Point-per-instance localization data
———

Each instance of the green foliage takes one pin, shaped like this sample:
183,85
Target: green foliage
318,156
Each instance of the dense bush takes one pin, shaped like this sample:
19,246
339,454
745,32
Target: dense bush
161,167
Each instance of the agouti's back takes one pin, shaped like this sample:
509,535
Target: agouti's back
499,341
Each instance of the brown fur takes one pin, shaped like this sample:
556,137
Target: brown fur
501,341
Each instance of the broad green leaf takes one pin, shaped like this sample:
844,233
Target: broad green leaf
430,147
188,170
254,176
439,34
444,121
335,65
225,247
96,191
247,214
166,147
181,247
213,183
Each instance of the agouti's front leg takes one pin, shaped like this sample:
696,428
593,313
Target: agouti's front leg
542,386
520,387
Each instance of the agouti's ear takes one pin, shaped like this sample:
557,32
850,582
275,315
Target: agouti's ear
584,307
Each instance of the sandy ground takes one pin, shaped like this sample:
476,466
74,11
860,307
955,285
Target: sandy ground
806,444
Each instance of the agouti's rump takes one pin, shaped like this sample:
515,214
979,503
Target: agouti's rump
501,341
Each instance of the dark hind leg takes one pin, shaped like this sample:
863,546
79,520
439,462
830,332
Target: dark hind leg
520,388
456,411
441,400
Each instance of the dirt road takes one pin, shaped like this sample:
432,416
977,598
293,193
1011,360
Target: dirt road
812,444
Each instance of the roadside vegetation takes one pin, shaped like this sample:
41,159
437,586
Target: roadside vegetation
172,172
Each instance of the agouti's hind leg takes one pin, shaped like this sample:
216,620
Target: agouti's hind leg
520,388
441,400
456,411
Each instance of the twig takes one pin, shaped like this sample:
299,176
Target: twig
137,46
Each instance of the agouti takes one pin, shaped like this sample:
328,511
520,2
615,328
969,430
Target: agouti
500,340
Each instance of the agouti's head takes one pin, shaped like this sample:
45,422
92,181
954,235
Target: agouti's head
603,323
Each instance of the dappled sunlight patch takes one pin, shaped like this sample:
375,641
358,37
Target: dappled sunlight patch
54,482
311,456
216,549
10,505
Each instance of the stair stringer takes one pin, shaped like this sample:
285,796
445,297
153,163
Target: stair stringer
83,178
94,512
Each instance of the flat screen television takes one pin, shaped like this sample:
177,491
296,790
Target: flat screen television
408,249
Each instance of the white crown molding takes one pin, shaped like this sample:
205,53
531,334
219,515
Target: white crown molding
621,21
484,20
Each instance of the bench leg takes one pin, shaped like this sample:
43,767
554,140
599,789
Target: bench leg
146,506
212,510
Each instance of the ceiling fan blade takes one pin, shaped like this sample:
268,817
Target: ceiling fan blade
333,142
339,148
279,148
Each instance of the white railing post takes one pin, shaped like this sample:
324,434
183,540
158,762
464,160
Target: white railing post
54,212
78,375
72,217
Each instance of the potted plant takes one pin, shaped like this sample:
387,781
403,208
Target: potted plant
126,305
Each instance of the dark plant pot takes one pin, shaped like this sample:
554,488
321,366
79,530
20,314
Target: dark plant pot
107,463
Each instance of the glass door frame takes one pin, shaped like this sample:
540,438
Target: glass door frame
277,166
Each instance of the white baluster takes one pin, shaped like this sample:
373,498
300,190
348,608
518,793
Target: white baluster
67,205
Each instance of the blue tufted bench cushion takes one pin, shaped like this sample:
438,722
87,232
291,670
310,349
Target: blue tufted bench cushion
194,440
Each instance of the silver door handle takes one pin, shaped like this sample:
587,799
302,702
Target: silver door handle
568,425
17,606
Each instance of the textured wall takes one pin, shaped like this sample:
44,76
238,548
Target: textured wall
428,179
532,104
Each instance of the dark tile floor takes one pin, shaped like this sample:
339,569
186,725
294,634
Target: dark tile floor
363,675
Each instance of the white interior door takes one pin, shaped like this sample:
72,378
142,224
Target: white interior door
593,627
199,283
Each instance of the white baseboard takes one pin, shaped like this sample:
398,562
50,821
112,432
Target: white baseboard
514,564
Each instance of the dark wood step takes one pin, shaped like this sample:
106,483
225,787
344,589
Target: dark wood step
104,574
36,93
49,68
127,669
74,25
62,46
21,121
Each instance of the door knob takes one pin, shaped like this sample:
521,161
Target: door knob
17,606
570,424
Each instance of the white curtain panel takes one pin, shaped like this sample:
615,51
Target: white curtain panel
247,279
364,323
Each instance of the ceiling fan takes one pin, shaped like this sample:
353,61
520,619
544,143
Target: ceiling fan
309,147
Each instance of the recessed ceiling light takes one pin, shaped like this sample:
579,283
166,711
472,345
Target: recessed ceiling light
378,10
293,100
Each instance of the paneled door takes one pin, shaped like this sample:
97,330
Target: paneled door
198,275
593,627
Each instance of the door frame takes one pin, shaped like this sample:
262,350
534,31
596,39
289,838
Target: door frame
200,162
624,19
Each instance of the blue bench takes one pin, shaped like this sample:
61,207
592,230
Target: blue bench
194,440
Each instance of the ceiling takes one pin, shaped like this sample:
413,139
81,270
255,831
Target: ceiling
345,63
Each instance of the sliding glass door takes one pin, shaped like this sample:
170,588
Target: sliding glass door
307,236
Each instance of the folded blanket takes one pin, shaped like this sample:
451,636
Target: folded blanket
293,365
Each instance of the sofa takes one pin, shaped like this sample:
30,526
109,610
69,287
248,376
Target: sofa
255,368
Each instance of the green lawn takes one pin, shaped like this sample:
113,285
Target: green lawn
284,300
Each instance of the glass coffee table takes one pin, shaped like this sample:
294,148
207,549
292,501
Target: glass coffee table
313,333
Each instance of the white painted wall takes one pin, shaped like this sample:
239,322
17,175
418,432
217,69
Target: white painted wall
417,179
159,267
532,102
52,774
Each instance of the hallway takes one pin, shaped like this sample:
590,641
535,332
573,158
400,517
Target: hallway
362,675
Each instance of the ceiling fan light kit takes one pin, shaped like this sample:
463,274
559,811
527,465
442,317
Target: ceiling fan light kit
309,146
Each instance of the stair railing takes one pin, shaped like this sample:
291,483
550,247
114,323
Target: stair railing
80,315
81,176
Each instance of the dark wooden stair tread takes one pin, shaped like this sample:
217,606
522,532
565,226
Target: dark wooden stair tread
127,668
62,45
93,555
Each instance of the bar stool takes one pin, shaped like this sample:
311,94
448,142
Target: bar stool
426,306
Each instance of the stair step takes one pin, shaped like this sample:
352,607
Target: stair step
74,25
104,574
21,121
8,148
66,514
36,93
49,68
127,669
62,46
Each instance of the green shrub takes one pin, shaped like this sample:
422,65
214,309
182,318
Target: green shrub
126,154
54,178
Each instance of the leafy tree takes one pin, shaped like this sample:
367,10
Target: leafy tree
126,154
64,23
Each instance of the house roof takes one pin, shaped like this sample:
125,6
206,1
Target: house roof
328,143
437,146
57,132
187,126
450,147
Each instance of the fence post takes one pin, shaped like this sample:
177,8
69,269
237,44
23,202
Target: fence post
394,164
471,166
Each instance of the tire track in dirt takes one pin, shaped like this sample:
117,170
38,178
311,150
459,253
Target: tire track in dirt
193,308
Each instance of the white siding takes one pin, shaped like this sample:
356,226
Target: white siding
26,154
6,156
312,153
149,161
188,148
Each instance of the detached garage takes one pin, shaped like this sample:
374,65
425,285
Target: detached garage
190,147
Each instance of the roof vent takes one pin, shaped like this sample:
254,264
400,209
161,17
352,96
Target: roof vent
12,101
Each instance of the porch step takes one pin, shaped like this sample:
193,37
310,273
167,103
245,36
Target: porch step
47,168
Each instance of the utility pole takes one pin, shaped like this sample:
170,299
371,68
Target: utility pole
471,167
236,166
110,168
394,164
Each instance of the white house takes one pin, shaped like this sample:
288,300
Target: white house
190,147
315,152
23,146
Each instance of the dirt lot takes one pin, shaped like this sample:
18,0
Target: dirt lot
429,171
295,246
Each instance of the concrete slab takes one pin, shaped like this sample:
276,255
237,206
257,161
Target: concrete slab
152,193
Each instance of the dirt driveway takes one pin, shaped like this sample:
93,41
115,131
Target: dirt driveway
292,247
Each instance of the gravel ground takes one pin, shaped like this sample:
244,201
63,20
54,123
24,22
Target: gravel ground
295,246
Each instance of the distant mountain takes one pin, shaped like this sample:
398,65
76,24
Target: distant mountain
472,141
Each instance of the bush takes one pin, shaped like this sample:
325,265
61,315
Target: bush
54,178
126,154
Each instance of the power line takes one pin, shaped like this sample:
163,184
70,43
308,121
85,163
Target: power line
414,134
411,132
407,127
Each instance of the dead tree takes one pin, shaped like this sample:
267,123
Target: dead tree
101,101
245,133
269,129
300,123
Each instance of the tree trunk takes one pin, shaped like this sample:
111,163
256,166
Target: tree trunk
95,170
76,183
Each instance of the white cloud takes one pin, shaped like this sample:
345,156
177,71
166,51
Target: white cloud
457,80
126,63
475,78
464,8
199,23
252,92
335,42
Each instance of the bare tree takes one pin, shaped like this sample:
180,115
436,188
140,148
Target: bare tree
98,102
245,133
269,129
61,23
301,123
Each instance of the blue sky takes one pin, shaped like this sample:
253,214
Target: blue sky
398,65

———

Only one stretch of the data above is needed. Restate it word for word, from the line containing "Target: silver door handle" through the line containing "Each instance of the folded", both ends included.

Target: silver door handle
568,425
17,606
Each instance of the textured wall takes one pin, shaped like this sample:
44,76
238,548
Target: textured wall
428,179
532,104
Each instance of the dark tile floor takes one pin, shaped like this sample:
339,569
186,725
294,634
Target: dark tile floor
363,675
Each instance of the white interior door takes one pin, shaped like this sample:
72,378
142,224
Target: white interior door
593,627
199,283
Each instance of the white baseboard takes one pin, shaped like this sample:
398,562
50,821
112,432
Target: white baseboard
514,564
Each instance of the dark wood step takes one pin, shaped like this sample:
106,483
225,787
344,589
Target: dark wood step
104,574
36,93
49,68
127,669
74,25
62,46
21,121
Each instance of the door knob takes one pin, shaped like this sample:
521,161
Target: door knob
17,606
570,424
Each instance of the white curtain panel takes one pin, shaped like this sample:
615,51
Target: white curtain panel
247,279
364,323
Each instance of the ceiling fan takes one pin, shaped like this sample:
353,61
520,619
544,143
Target: ceiling fan
309,147
Each instance of the recessed ceiling light takes one pin, shaped like this sample:
579,283
166,711
472,345
Target: recessed ceiling light
378,10
293,100
Each instance of the paneled door takes one pin, shaped like this sample:
97,330
Target: paneled door
198,275
593,627
Each instance of the door frame takes one pin, shaped like this sample:
262,350
534,31
596,39
289,838
Target: door frame
200,162
624,19
Each instance of the blue bench takes one pin, shaped like this sample:
61,207
592,230
Target: blue bench
194,440
Each instance of the ceiling takes one pin, shaped like this sample:
413,139
81,270
255,831
Target: ceiling
345,63
Each instance of the sliding glass door takes one pin, shaped like this sample:
170,588
Target: sliding glass door
307,236
Each instance of the folded blanket takes one pin, shaped like this sample:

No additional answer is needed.